> [About this task]
Restate word for word the lines of the records below, starting at the line that contains "Please indicate the hydrangea flower" and ending at the line that contains "Please indicate the white hydrangea", with both of those lines included and nothing else.

> [Available data]
__________________________________________________

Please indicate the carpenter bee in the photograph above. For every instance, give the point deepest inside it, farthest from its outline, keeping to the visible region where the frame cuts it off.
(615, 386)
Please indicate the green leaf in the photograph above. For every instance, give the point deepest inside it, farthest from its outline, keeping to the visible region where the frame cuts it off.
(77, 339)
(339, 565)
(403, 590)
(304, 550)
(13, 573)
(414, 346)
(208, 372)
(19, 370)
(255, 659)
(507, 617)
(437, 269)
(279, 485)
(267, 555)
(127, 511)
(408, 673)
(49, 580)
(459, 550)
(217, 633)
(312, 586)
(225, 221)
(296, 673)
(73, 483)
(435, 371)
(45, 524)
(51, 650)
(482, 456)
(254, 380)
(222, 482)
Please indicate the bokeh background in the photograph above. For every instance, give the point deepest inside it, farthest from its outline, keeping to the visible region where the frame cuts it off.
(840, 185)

__________________________________________________

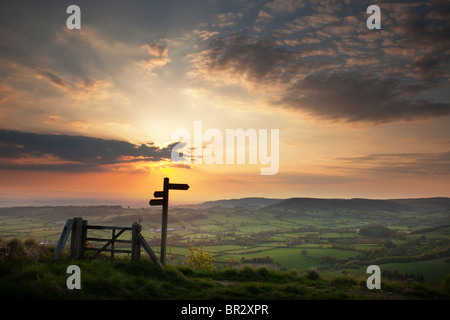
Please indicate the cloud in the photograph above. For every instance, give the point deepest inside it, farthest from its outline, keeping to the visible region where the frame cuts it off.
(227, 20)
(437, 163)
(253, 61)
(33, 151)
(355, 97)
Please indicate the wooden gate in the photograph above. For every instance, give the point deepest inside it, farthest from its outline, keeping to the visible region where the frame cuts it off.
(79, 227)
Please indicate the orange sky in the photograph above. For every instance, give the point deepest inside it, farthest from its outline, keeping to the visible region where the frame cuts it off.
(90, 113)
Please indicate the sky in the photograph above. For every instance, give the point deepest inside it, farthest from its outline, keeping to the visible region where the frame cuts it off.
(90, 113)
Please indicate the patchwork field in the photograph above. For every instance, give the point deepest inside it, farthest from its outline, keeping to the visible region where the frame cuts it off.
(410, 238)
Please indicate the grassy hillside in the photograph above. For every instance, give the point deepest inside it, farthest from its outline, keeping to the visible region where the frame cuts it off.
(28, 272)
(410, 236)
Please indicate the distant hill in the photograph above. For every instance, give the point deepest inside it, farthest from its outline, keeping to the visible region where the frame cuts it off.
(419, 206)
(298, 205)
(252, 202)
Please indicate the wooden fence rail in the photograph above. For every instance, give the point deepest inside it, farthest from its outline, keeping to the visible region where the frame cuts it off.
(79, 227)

__________________________________________________

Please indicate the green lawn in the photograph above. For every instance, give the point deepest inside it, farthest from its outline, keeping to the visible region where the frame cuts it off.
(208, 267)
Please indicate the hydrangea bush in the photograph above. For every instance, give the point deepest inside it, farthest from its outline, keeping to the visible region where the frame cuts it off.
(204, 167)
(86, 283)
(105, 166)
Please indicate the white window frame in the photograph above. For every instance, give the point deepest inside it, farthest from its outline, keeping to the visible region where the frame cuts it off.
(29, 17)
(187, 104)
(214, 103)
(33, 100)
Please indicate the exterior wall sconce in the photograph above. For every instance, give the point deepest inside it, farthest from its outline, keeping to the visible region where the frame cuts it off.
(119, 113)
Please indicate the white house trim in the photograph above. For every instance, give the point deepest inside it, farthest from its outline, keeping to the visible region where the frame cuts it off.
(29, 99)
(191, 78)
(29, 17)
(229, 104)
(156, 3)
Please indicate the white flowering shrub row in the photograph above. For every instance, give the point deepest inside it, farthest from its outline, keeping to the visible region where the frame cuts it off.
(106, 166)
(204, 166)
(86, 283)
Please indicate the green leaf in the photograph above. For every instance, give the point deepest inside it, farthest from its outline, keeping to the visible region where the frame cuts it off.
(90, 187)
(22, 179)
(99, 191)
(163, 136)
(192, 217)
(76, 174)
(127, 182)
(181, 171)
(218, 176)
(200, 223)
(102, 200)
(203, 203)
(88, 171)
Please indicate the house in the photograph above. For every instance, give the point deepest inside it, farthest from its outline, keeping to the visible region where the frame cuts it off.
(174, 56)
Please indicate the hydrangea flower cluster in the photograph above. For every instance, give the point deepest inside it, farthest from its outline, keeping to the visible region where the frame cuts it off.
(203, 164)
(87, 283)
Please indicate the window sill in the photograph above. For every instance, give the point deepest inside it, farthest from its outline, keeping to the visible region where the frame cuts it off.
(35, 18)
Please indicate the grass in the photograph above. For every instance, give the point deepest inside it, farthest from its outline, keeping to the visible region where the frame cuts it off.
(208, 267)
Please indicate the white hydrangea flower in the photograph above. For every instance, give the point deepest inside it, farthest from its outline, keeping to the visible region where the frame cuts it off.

__________________________________________________

> [Your solution]
Please indicate the hydrangea flower cluster in the photograph above. For every instance, give the point deepest inside it, farthest from its outline, keeping to the visible region where the frame cuts it off.
(203, 164)
(87, 283)
Please indicate the window sill in the photograph above. For every instance, give the point deepest inside it, farthest from its outline, keeping to the visible region where the frame cuts it off.
(35, 18)
Please indicate the grass in the photograph above. For every instance, give the point deepest inside it, farthest from its outline, keeping to the visible region where the frame cuts it off.
(208, 267)
Please indicate the white hydrangea flower in the photograph above. For every instance, give the point deepest inside it, farthest from its outline, keeping to the visible region where the frame cuts it off.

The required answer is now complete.